### Selected passage
And again, you have to look at the Search Engine Result Pages (SERPs) first and see what Google is determining to be the search intent of each version.
Many times when you look at singular and plural versions of search terms you will find nearly identical SERPs. In those cases, it makes no sense to create separate pages.

Daniel » Mike Friedman
As an addition to mistake 1, I would also say that the search volumes displayed by SEO tools are not always accurate. I've ranked for keywords that get hundreds of searches per month for years yet these tools still say they have zero search volume.

Mike Friedman ✍️ 🎓
This is true. The only way really to be certain of search volume is to run a Google Ads campaign first.
Daniel » Mike Friedman
Another way (which is hit and miss) is to look in Google Search Console (GSC). I've found pages getting loads of impressions for keywords I never would have thought of and never originally optimized for lol.
Mike Friedman ✍️🎓 » Daniel
Yes, that works if you are already ranking somewhere for them.
I miss the days before Google went with private search and we had all the keywords that brought traffic to pages in Google Analytics. Used to find some real goldmines in there.
Daniel » Mike Friedman
Still remember the day all my keywords were replaced with (not set) lol
Mike Friedman ✍️🎓 » Daniel
That was a sad day. So many in the industry now started after that. They have no idea what they missed.
Daniel » Mike Friedman
In relation to my original point I wanted to add something that doesn't get mentioned often- one of the sources that SEO tools use for search volume and other information are website owners GSC data.
When you connect GSC to your SEO tool, you are in effect potentially giving your competitors access to your business data.
My advice is that if you use SEO tools, do not connect gsc. This is why Ahrefs have their free webmaster tools and why you can only login to ubersuggest with a Google account (not sure about SEMrush) – they even admit this in their tocs.
I believe one of the reasons SEO tools still report zero search volume for my keywords is because I have never told them it is different by connecting my GSC to them. Or maybe I'm just paranoid lol.

### Given instruction 1
Shorten the paragraph in the SEO comment thread that begins "As an addition to mistake 1" to a single sentence, keeping its main facts.

### Excerpted data
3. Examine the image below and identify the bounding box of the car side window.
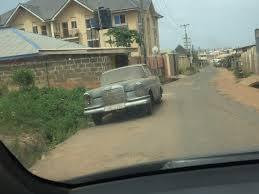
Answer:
[143,66,152,77]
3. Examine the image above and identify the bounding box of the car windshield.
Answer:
[0,0,259,187]
[101,66,145,85]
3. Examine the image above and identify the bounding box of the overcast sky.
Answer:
[0,0,259,49]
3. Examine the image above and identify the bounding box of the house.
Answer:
[0,28,130,88]
[0,0,162,56]
[175,45,191,72]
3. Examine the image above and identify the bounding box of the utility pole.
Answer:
[97,0,103,30]
[139,0,147,64]
[181,24,193,65]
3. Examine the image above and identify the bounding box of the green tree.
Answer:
[105,27,142,47]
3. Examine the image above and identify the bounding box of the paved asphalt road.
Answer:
[31,67,259,180]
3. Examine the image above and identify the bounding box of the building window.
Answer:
[86,29,100,47]
[114,14,126,26]
[62,22,69,38]
[32,26,39,34]
[41,26,48,36]
[85,19,92,29]
[71,21,77,29]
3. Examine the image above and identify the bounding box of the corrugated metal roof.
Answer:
[0,28,87,60]
[0,0,152,25]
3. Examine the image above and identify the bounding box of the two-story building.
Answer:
[0,0,162,56]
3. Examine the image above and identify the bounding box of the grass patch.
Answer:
[0,87,89,167]
[232,66,253,79]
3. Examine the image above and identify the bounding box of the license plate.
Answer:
[104,103,125,112]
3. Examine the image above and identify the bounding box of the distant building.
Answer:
[0,28,130,88]
[0,0,162,56]
[175,45,191,72]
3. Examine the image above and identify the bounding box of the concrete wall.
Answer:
[240,46,256,73]
[0,55,114,88]
[9,8,46,34]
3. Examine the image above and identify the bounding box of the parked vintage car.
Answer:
[84,64,163,125]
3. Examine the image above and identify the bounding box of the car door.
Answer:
[143,65,161,100]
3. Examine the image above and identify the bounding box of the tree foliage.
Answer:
[105,27,142,47]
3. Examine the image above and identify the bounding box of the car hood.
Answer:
[87,79,145,98]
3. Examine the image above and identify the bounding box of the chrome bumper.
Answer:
[84,96,151,115]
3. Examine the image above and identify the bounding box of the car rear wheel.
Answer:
[144,102,153,115]
[92,114,103,125]
[155,88,163,104]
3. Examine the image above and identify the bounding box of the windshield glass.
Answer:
[0,0,259,183]
[101,66,145,85]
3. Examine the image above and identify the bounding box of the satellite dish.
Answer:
[152,46,159,55]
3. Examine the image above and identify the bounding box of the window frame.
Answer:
[40,25,48,36]
[32,25,39,34]
[71,20,77,29]
[113,13,127,26]
[85,17,100,48]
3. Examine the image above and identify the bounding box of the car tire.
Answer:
[155,88,163,104]
[144,102,153,115]
[92,114,103,125]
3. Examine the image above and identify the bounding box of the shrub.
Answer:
[12,69,34,89]
[0,84,9,97]
[0,88,88,147]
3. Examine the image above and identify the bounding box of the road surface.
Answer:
[31,67,259,180]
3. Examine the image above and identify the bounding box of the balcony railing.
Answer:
[55,29,79,40]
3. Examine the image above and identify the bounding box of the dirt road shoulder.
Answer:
[214,69,259,112]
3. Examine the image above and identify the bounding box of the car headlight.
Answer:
[135,82,146,97]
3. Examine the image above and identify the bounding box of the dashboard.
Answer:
[0,141,259,194]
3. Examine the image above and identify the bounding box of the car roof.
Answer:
[103,64,146,74]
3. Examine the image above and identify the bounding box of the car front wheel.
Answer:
[144,102,153,115]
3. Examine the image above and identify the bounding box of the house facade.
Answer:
[0,0,162,56]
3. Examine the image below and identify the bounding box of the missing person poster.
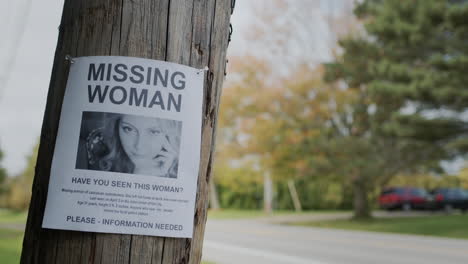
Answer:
[42,56,204,237]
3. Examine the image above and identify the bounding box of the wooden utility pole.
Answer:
[21,0,234,264]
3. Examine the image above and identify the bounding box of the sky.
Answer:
[0,0,364,176]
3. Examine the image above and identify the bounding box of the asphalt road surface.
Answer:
[203,220,468,264]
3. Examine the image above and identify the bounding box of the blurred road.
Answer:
[203,220,468,264]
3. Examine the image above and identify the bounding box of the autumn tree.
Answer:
[327,0,468,218]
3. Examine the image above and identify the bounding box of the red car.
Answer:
[379,187,431,211]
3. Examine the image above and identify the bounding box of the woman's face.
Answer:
[118,115,177,176]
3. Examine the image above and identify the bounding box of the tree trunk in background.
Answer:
[352,177,370,219]
[288,180,302,212]
[21,0,232,264]
[210,178,220,210]
[263,172,273,214]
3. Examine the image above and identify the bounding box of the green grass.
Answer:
[295,215,468,239]
[0,209,28,224]
[0,229,23,264]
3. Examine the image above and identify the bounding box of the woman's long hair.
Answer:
[99,113,182,178]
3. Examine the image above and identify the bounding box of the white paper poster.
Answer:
[42,56,204,237]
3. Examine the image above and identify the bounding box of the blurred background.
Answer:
[0,0,468,263]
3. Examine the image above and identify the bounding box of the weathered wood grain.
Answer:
[21,0,231,264]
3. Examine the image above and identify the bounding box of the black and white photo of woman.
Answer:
[76,112,182,178]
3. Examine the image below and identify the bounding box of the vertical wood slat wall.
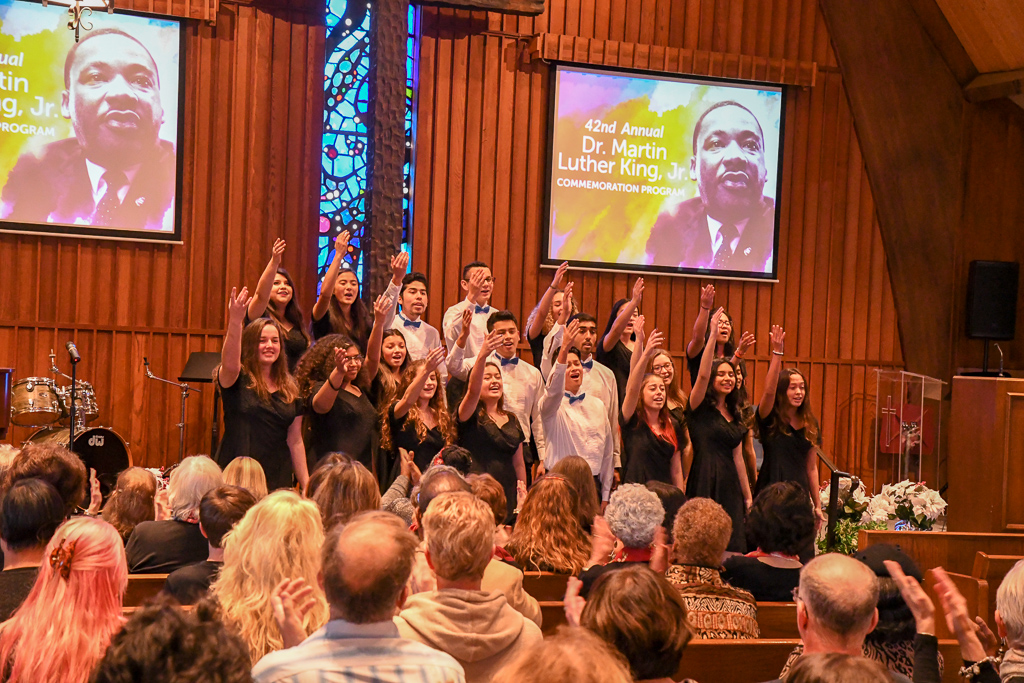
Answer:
[413,0,903,489]
[0,2,325,466]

### Given instruction 2
Make a numbered list of the entries, starting at the line that contains "the red car." and ending at the line that contains "[99,113,182,178]", skipping any blank lines.

### Final answer 1
SEO tools don't always show accurate search volumes: the writer has ranked for years for keywords that get hundreds of searches a month, yet the tools still list them at zero.

### Final answer 2
1. 3. Examine the image above and identify the bounding box of the red car.
2. Answer:
3. [379,187,431,211]
4. 3. Examine the image above and identify the bounding box of the woman's face.
5. Answer:
6. [118,115,177,176]
7. 3. Examine the image above and identify the bounding box of the tree trunk in background.
8. Answer:
9. [352,177,370,219]
10. [288,180,302,212]
11. [21,0,232,264]
12. [210,178,220,210]
13. [263,172,273,214]
14. 3. Examine the image above and identify the bounding box of the green grass.
15. Answer:
16. [295,215,468,239]
17. [0,209,28,224]
18. [0,229,23,264]
19. 3. Examine the image above and identify the bounding box of the woman's long hair.
20. Answer:
21. [99,113,182,178]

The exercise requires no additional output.